Nasza Loteria SR - pasek na kartach artykułów

Piłka ręczna jest cudowna!

Paweł KOTWICA, PISZ, sid/
Ten mecz, a właściwie jego ostatnie półtorej minuty, przejdzie do historii polskiego sportu. Artur Siódmiak został bohaterem całej Polski.

O polskich piłkarzach ręcznych znów mówi cała Polska - po wtorkowym zwycięstwie nad Norwegią 31:30, do którego doszło w nieprawdopodobnych okolicznościach (na półtorej minuty przed końcem przegrywaliśmy 28:30, a piłkę mieli rywale), mówili w środę wszyscy.

- Bardzo się cieszę, że ostatniego gola zdobył Artur Siódmiak. To człowiek od "czarnej roboty" w naszej drużynie, często niedoceniany. A moim zdaniem na tych mistrzostwach gra bardzo dobrze - mówi dyrektor Miejskiego Ośrodka Sportu i Rekreacji w Kielcach, a w przeszłości trener piłki ręcznej Wojciech Dębski.

ŻONA PRZEŁĄCZYŁA KANAŁ

- Szczerze mówiąc na końcówkę meczu przełączyłam się już na niemiecki DSF, gdzie pokazywali mecz Francja - Chorwacja - mówi Sylwia Jurasik, żona zawodnika naszej reprezentacji, Mariusza.

▸ Zadanie 1: Jakim wynikiem zakończył się wtorkowy mecz z Norwegią opisany w tekście o piłce ręcznej?
Tekst o piłce ręcznej i zapisy nie mają ze sobą żadnego związku.

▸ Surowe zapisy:
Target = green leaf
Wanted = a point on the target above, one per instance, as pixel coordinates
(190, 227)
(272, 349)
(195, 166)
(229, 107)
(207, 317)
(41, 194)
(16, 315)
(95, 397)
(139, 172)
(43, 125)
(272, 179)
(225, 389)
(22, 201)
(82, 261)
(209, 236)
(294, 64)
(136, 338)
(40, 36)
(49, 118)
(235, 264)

▸ Zadanie 2: Przedstaw wszystkie zapisy jako tabelę Markdown z kolumnami „Nr” i „Wiersz”, pomijając puste linie.

▸ Odpowiedź 1: Polska wygrała z Norwegią 31:30.

▸ Odpowiedź 2:
| Nr | Wiersz |
|---|---|
| 1 | Target = green leaf |
| 2 | Wanted = a point on the target above, one per instance, as pixel coordinates |
| 3 | (190, 227) |
| 4 | (272, 349) |
| 5 | (195, 166) |
| 6 | (229, 107) |
| 7 | (207, 317) |
| 8 | (41, 194) |
| 9 | (16, 315) |
| 10 | (95, 397) |
| 11 | (139, 172) |
| 12 | (43, 125) |
| 13 | (272, 179) |
| 14 | (225, 389) |
| 15 | (22, 201) |
| 16 | (82, 261) |
| 17 | (209, 236) |
| 18 | (294, 64) |
| 19 | (136, 338) |
| 20 | (40, 36) |
| 21 | (49, 118) |
| 22 | (235, 264) |